# START OF SOURCE

I've cut, split and burned wood my whole life . I use 6 face cords or (ricks) per year in an air tight free standing stove . I think it works best to cut, split, stack and cure your wood one year in advance . Right now in December i have all of my wood cured for this winter and almost have all of my green oak for next winter . Buy a verticle wood splitter you won't regret it and they resale very easily . Get one with a Kolher or a Honda engine they will start when it's very cold , a Briggs and Stratton won't. Predators are good too as they are a (Chinese) Honda . It's a good feeling to have your whole heating bill paid for a year in advance .
Exactly. My grandfather would wait until the weather was below freezing for a day or two to split wood. Some hardwoods are harder to split the dryer they become.
I have been burning wood for a couple decades, that said I generally burm dry red oak. I would love to burn seasoned but it rarely happens. I have a hydraulic splitter so it all splits easy.
The Emerald Ash Borer is providing me with lots of ash for burning. It is a very thin silver lining to a devestating situation. Thanks for educating me on the difference between dry and seasoned.
Been splitting northern hardwoods by hand for almost 50 years. Green wood is always easier to split than dry--the moisture acts as a lubricant. Tried a log splitter once-- too damn noisy and the finished product looked more shredded than cleanly split. I get more satisfaction when I do it by hand, and I can pass on the skill to others. My all-time favorite woods: Black Cherry, Hard Maple, Oak, and Ash.

# END OF SOURCE

= GOAL =
In the firewood comments, how many face cords does the first commenter burn each year?

# START OF DATA LISTING

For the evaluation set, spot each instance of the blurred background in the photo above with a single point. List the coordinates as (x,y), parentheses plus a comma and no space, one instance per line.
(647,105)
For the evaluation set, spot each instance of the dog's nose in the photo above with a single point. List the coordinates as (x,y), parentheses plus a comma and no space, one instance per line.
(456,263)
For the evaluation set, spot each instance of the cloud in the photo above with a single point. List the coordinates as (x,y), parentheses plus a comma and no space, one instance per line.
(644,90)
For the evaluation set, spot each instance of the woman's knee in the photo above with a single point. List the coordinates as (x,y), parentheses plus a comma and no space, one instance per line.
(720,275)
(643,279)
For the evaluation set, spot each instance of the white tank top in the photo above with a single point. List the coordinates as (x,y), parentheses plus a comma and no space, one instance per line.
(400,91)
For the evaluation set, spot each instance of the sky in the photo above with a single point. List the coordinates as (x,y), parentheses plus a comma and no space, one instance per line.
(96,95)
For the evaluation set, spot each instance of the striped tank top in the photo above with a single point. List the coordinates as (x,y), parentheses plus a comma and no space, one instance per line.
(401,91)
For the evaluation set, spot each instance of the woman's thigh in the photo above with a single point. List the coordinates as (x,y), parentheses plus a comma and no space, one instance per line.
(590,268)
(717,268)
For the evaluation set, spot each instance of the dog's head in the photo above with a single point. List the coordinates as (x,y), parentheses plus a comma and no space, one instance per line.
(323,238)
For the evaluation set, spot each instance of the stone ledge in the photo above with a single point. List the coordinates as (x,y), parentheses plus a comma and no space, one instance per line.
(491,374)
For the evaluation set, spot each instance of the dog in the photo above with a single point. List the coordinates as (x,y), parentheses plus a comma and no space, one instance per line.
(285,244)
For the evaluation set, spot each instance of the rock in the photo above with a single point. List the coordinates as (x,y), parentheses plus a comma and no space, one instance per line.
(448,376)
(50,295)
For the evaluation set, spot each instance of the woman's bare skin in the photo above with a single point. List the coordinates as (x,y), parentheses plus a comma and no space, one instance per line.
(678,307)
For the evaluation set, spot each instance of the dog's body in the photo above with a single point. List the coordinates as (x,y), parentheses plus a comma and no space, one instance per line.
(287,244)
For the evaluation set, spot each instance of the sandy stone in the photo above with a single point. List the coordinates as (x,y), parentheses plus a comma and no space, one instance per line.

# END OF DATA LISTING

= TASK RESPONSE =
Six face cords (ricks) per year.